[Task to complete] Transcribe every entry precisely, omitting nothing.
>>>>>
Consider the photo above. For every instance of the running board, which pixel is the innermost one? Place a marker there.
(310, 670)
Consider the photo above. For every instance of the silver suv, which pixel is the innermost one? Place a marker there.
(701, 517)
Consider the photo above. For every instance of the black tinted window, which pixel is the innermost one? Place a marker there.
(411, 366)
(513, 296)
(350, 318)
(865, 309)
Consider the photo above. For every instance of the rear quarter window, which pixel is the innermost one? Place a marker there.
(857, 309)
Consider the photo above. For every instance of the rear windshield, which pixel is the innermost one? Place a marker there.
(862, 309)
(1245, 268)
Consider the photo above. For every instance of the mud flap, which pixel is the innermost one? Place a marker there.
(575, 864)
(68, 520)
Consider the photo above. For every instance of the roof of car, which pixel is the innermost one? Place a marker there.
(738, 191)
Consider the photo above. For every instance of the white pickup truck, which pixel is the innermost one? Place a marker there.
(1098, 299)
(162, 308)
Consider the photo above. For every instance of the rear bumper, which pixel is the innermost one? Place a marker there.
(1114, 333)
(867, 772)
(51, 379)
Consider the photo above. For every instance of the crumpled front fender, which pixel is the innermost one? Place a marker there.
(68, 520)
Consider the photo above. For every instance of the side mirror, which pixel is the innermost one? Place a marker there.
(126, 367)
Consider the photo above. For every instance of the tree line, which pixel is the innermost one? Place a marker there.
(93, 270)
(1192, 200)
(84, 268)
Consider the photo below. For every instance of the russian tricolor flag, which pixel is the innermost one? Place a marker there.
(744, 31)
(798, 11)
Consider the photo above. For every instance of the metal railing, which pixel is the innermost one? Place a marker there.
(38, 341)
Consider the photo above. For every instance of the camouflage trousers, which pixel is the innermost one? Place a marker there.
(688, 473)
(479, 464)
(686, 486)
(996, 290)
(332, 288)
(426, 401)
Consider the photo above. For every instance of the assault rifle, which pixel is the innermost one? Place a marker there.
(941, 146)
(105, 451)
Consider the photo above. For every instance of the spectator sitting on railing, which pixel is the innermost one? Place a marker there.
<<<<<
[Result below]
Consider the photo above. For every instance of the running board, which pixel is the innermost one? Place a marker there.
(310, 670)
Consider the photo above. For every instance of the silver suv, which pixel is the innermost one? Place a marker there.
(701, 517)
Consider the photo above. For every instance of the black tinted window, which pixel is the innermost one? Place a marker there.
(411, 366)
(513, 296)
(350, 318)
(865, 309)
Consider the photo above. For every instance of the rear quarter window, which pixel is the innermost one? Place a marker there.
(857, 309)
Consider the photo above. For every instance of the rear windshield, which pixel is the innermost one? Place a marker there.
(862, 309)
(1245, 268)
Consider the photo above. For every instance of the mud flap, which pixel is the innermost one? Place a marker there.
(575, 864)
(68, 520)
Consider the photo above. For every instance of the roof of car, which pixel is the innermost one? Place a marker there.
(738, 191)
Consider the photo above. For every instance of the white pickup truck, which pixel is the innermost one? Place a marker there.
(1098, 299)
(162, 308)
Consider the photo above. For every instance of the rear bumper, which pixel is the innermost one? Place a marker there.
(1114, 333)
(867, 772)
(51, 379)
Consider the photo above. For every instance of the crumpled front fender, which pixel is the innermost one? Place a marker there.
(68, 520)
Consider the photo above. For every instance of the side mirror, which pixel is the innermost one? Place a marker there.
(126, 367)
Consider the photo above. For every instance of the tree line, which pixel is the innermost one? Place a marker there.
(93, 270)
(1192, 200)
(84, 268)
Consider the photo below. For every instance of the russian tricolor flag, which pixel is the innermost one? Place a marker there.
(744, 31)
(798, 11)
Consider the photo above. For every instance of the metal railing, which pixel is the innermost one? Place a marker there.
(38, 341)
Consider the photo above. For every instance of the camouflage trousers, which pixel is the innermost one? Place a marker there.
(688, 473)
(479, 464)
(686, 486)
(996, 290)
(332, 288)
(426, 401)
Consider the photo above. For every instance of the assault rifle, which pixel is the innermost one? Place a marker there.
(941, 146)
(105, 451)
Consider the photo above. For every instance of the spectator sitting on railing, which pixel is the innermost one? Place a marker there.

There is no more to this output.